REStack dataset shows reverse engineering discussions focus on practical debugging and decompilation while memory and firmware topics remain difficult to resolve.

A machine-rendered reading of the paper's core claim, the machinery that carries it, and where it could break.

The paper gathers more than 12,000 reverse engineering posts from Stack Overflow and the Reverse Engineering Stack Exchange site spanning 15 years. It applies topic modeling to sort the posts into 23 topics grouped under six themes and adds signals for difficulty such as unanswered rates. The resulting picture is that most discussion stays task-oriented around debugging, decompilation, and system analysis, yet memory, firmware, and file-format topics show notably higher rates of unresolved questions. The authors release the full dataset and scripts so others can run empirical studies, build teaching materials, or train assistance tools on real RE questions.

Core claim

A collection of over 12,000 RE posts can be reduced to 23 coherent topics that demonstrate RE practice is overwhelmingly practical and task-oriented, with debugging, decompilation, and system-level analysis dominating, while memory, firmware, and file-format analysis show elevated difficulty and unresolved rates.

What carries the argument

The REStack dataset, assembled by collecting posts from two Stack Exchange sites and then processed with LDA topic modeling whose hyperparameters were tuned by genetic algorithm, followed by manual labeling into six thematic categories and enrichment with community-derived difficulty metadata.

If this is right

  • Empirical researchers gain a reusable corpus for measuring how RE challenges evolve over time.
  • Educators obtain concrete topic lists for designing targeted training on high-difficulty areas.
  • Developers of AI assistance tools receive labeled examples and difficulty signals for training and evaluation.
  • Tool builders can prioritize support for memory and firmware analysis based on the observed unresolved rates.

Where Pith is reading between the lines

These are editorial extensions of the paper, not claims the author makes directly.

  • The same collection method could be applied to other narrow software-engineering domains to produce comparable difficulty maps.
  • Difficulty signals derived from unanswered rates could be tested as predictors of which RE questions would benefit most from automated help.
  • The topic structure offers a starting point for defining benchmark tasks that future RE tools must handle.

Load-bearing premise

That the combination of LDA with genetic-algorithm tuning and subsequent manual labeling yields 23 topics that faithfully reflect the actual distribution of challenges in the collected posts.

What would settle it

A fresh run of the same modeling pipeline on the identical post collection that produces a markedly different set of topics or that shows low human agreement on the manual labels.

read the original abstract

Reverse engineering (RE) is a critical activity in software engineering and cybersecurity, supporting tasks such as malware analysis, vulnerability discovery, legacy system maintenance, and firmware inspection. Despite its importance, there is limited empirical understanding of the challenges, topics, and knowledge gaps faced by RE practitioners in real-world settings, and no publicly available dataset has systematically captured RE discussions from developer Q&A forums. In this paper, we present REStack, a large-scale dataset of RE discussions collected from Stack Overflow and the dedicated Reverse Engineering Stack Exchange site. The dataset comprises over 12,000 RE-related posts spanning more than 15 years. Using Latent Dirichlet Allocation (LDA) with Genetic Algorithm (GA)-based hyperparameter optimization, followed by manual topic labeling, we identify 23 semantically coherent RE topics grouped into six high-level thematic categories. The dataset is further enriched with metadata and difficulty indicators derived from community interaction signals, such as unanswered rates and response times. Our analysis reveals that RE discussions are predominantly practical and task-oriented, with strong emphasis on debugging, decompilation, and system-level analysis, while topics related to memory, firmware, and file format analysis exhibit high difficulty and unresolved rates. Beyond empirical characterization, REStack provides a reusable resource for empirical studies, educational research, and the development and evaluation of AI- and LLM-based developer assistance tools for RE. By releasing the dataset and accompanying scripts, this work aims to facilitate reproducible research and advance data-driven support for RE practice.

(Entries drawn from a dataset)
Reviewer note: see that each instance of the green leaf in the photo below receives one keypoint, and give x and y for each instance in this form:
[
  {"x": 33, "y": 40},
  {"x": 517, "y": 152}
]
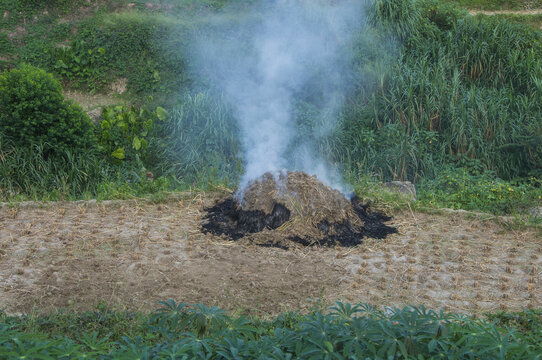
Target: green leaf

Instructions to follow:
Continue the text about the REStack dataset above, picking up right after its last sentence.

The answer:
Editorial analysis

A structured set of objections, weighed in public.

Desk editor's note, referee report, simulated authors' rebuttal, and a circularity audit. Tearing a paper down is the easy half of reading it; the pith above is the substance, this is the friction.

Referee Report

3 major / 2 minor

Summary. The paper presents REStack, a dataset of over 12,000 reverse engineering (RE) posts collected from Stack Overflow and the Reverse Engineering Stack Exchange site spanning more than 15 years. It applies Latent Dirichlet Allocation (LDA) with Genetic Algorithm (GA) hyperparameter optimization, followed by manual labeling, to derive 23 topics grouped into six thematic categories. The work enriches the dataset with metadata and difficulty indicators (e.g., unanswered rates, response times), analyzes that RE discussions are predominantly practical/task-oriented (emphasizing debugging, decompilation, system-level analysis) while memory/firmware/file-format topics show high difficulty/unresolved rates, and releases the dataset plus scripts to support empirical studies, education, and AI/LLM tool development for RE.

Significance. If the topic characterization holds, the release of a large-scale, publicly available RE discussion dataset with derived difficulty signals constitutes a reusable resource for empirical SE research, educational analysis, and benchmarking of AI assistance tools. The paper's emphasis on reproducibility via released scripts and data is a clear strength.

major comments (3)
  1. [Methods] Methods (Topic Modeling and Labeling subsection): No coherence metrics (NPMI, C_V, or similar), topic stability across random seeds, or ablation on the GA objective function are reported for the 23 topics. This directly undermines the claim that the topics are 'semantically coherent' and the downstream grouping into six categories plus difficulty/unresolved-rate analysis.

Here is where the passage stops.